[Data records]
════════

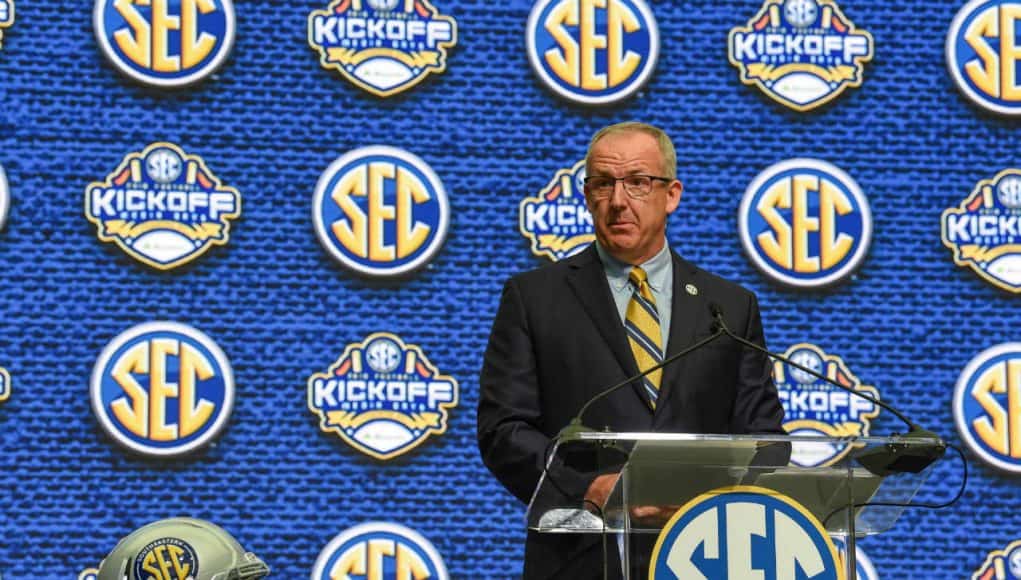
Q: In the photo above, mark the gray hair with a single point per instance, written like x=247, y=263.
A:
x=667, y=150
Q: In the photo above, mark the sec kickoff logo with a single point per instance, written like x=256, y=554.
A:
x=814, y=407
x=805, y=223
x=987, y=405
x=383, y=46
x=6, y=16
x=162, y=389
x=382, y=396
x=381, y=211
x=162, y=206
x=556, y=221
x=1002, y=564
x=379, y=550
x=982, y=54
x=984, y=231
x=165, y=43
x=167, y=559
x=592, y=51
x=801, y=53
x=4, y=384
x=744, y=532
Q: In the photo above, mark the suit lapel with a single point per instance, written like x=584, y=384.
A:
x=686, y=310
x=588, y=281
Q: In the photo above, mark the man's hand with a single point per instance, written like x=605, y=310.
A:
x=653, y=515
x=600, y=487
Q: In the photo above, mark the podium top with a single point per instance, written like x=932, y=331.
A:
x=825, y=475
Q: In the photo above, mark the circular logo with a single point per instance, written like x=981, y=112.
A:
x=1009, y=191
x=805, y=223
x=162, y=389
x=166, y=559
x=383, y=355
x=981, y=54
x=987, y=405
x=800, y=13
x=810, y=359
x=165, y=44
x=4, y=197
x=163, y=164
x=381, y=211
x=592, y=54
x=743, y=532
x=389, y=543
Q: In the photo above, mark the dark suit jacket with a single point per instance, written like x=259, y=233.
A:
x=557, y=340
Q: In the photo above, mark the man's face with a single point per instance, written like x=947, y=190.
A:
x=632, y=230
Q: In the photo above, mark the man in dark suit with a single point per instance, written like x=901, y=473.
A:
x=565, y=332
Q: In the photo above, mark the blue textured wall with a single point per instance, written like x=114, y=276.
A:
x=273, y=119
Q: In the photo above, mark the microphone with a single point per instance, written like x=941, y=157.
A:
x=576, y=426
x=893, y=457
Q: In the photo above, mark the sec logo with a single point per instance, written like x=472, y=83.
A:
x=384, y=47
x=800, y=53
x=1002, y=564
x=379, y=550
x=814, y=407
x=162, y=206
x=166, y=559
x=162, y=389
x=6, y=16
x=987, y=405
x=381, y=211
x=592, y=51
x=744, y=532
x=556, y=222
x=983, y=231
x=165, y=43
x=383, y=396
x=805, y=223
x=982, y=54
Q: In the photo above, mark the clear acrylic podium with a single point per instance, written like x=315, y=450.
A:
x=670, y=469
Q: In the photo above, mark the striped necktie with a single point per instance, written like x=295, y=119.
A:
x=642, y=325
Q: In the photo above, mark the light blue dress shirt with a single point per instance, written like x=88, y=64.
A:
x=661, y=279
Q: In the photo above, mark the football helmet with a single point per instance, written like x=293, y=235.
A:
x=181, y=548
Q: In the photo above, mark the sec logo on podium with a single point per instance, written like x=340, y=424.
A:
x=380, y=550
x=162, y=389
x=592, y=52
x=744, y=532
x=165, y=43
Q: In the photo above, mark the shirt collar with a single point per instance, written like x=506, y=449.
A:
x=657, y=268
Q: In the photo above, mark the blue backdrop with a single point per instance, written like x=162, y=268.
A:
x=272, y=121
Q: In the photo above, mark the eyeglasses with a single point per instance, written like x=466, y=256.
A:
x=637, y=186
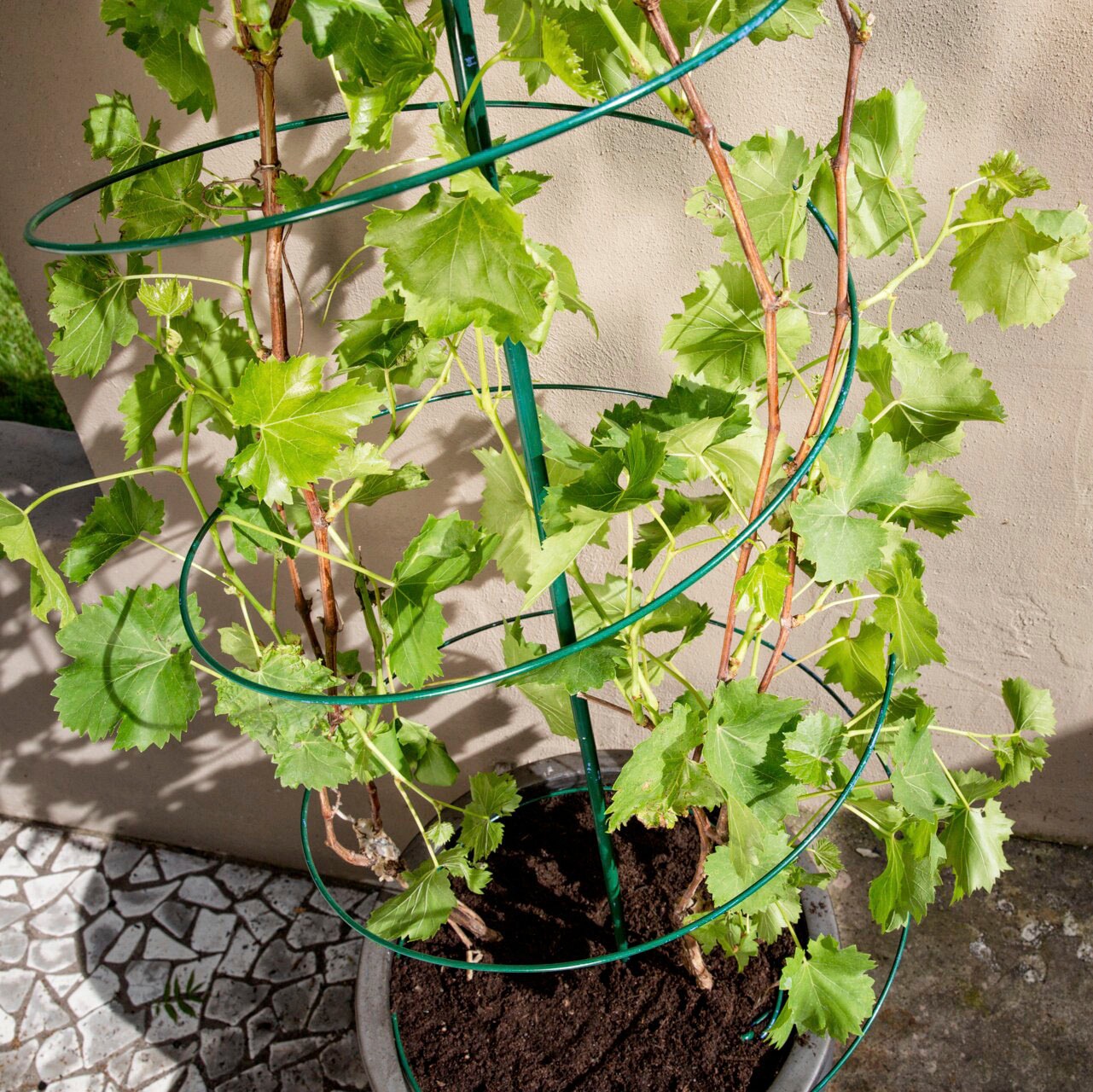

════════

» **Short problem**: Turn everything in the material from the line containing "Q: In the photo above, mark the football" down to the line containing "x=181, y=548" into a numbered list, with any blank lines left out.

» **Full output**:
1. Q: In the photo above, mark the football helmet with a single point per instance, written like x=293, y=235.
2. A:
3. x=181, y=548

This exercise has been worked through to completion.